Recast the lines below, starting at the line containing "Each instance receives one keypoint. Mark the blue sky" and running through the last line of the records, as a JSON list of strings with one string per line. Skip blank lines.

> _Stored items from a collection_
►

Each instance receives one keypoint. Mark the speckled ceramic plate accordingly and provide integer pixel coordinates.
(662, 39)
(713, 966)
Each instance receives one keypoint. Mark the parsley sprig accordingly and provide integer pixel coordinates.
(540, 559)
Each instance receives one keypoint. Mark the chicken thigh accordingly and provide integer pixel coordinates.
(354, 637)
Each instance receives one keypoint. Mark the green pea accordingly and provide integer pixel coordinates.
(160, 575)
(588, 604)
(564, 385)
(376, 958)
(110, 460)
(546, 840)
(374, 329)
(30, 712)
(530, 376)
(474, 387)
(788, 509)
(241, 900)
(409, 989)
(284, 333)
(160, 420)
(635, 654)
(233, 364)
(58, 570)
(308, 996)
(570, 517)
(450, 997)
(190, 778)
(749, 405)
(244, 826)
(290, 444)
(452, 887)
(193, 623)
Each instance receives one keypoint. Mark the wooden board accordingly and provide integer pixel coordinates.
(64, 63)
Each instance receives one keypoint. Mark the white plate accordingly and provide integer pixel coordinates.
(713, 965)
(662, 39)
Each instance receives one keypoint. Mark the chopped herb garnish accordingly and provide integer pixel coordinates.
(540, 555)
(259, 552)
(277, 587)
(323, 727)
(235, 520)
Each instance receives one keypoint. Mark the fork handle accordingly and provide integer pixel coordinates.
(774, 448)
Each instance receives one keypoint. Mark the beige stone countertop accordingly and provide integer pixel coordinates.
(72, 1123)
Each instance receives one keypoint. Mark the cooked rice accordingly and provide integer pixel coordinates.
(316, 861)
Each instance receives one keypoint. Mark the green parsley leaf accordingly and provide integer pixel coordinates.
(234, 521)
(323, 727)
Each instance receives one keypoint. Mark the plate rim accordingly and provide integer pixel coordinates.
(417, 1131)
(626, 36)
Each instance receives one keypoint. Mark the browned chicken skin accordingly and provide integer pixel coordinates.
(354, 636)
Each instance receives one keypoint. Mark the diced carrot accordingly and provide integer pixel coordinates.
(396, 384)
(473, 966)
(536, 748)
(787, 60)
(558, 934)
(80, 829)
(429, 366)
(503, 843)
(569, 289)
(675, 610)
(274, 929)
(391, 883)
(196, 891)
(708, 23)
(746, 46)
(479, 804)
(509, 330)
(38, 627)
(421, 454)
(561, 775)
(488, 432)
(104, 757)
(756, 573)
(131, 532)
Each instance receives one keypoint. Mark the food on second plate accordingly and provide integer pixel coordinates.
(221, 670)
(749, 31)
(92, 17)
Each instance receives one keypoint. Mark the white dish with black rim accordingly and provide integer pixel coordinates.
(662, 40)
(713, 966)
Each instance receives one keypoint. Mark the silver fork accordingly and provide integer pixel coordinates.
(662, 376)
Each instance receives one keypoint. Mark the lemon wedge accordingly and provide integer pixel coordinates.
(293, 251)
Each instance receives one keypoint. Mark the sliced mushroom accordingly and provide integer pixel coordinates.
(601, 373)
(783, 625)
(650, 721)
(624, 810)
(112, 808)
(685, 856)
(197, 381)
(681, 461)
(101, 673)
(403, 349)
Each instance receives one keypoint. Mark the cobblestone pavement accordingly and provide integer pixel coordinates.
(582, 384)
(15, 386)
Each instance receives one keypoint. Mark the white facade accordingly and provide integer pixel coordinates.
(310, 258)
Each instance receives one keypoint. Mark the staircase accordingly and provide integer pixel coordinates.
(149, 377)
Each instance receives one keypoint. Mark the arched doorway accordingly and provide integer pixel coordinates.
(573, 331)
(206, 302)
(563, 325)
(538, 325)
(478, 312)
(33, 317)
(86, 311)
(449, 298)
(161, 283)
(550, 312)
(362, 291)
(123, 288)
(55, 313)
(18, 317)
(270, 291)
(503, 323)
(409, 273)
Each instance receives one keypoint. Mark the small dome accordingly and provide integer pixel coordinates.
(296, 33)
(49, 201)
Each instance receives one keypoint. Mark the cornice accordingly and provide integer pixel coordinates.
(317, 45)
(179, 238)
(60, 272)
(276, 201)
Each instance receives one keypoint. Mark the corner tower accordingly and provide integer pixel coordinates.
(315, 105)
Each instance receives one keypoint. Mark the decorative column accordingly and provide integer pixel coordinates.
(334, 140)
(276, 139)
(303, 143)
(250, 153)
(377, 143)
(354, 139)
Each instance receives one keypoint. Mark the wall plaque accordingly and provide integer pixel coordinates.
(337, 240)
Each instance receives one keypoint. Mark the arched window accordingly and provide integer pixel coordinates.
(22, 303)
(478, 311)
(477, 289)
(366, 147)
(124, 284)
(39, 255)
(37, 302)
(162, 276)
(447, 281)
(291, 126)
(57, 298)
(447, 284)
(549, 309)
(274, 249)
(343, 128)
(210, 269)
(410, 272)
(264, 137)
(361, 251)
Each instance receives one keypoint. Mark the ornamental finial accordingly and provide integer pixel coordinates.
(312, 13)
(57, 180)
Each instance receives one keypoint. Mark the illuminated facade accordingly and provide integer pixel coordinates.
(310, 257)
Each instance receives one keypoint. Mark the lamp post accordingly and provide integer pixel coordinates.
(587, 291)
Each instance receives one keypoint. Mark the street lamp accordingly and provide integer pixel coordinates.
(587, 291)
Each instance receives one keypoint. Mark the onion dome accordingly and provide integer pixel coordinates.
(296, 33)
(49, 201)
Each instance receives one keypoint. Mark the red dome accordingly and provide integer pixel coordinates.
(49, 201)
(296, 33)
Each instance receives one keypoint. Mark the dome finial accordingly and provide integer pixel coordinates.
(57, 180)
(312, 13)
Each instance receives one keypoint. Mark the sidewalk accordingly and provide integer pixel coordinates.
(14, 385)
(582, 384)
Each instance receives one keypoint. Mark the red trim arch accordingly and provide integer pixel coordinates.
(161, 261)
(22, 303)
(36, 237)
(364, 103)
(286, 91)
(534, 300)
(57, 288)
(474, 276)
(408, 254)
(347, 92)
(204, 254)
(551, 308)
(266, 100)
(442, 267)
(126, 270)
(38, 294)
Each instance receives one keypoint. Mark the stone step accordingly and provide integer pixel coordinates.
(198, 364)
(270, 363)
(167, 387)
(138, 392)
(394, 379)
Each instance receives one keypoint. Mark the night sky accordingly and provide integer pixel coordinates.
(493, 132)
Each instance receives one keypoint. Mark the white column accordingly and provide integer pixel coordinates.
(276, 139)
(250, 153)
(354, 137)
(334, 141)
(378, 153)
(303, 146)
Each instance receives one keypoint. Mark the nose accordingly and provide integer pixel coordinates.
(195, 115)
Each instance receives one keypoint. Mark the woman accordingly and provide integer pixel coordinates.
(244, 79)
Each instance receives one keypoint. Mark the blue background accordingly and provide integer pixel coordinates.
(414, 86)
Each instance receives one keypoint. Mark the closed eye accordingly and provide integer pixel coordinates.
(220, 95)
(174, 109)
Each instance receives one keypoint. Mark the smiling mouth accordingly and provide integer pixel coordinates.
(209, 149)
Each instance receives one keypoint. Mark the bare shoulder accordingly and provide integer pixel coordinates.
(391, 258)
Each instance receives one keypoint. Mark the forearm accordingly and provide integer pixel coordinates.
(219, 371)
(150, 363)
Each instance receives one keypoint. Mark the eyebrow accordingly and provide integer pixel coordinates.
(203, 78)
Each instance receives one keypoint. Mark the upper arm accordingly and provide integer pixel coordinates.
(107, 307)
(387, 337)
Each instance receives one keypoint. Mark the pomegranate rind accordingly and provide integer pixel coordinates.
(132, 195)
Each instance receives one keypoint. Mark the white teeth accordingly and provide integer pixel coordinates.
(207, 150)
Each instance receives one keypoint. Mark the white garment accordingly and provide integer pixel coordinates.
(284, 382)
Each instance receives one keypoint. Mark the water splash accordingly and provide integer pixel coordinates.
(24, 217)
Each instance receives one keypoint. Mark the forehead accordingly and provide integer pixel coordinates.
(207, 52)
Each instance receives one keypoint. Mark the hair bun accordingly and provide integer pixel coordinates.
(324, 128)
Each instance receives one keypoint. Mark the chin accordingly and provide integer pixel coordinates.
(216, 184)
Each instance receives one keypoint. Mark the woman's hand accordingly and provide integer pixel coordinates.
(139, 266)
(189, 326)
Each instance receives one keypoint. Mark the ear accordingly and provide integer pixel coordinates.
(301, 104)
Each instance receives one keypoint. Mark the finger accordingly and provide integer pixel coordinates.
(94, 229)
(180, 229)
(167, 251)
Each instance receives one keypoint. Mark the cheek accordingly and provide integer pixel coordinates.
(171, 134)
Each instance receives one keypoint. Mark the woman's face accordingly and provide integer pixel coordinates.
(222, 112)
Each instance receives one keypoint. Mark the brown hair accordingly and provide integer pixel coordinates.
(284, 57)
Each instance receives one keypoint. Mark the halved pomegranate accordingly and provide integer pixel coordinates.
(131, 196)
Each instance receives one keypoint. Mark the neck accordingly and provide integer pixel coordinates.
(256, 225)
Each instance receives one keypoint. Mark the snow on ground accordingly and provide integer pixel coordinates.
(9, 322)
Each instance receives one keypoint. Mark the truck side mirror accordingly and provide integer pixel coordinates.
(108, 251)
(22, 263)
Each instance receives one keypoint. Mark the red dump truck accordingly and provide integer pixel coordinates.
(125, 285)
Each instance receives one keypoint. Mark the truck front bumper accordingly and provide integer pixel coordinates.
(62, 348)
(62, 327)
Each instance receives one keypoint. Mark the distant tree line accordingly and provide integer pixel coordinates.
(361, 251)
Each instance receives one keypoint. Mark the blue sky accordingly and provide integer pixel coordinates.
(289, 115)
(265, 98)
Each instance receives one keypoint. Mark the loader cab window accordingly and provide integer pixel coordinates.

◄

> _ANSWER TO THIS PROBLEM_
[
  "Each instance receives one keypoint. Mark the blue sky accordingly and provide integer pixel coordinates.",
  "(289, 115)",
  "(265, 98)",
  "Each instance receives one keypoint. Mark the loader cab window accordingly and provide integer pixel coordinates."
]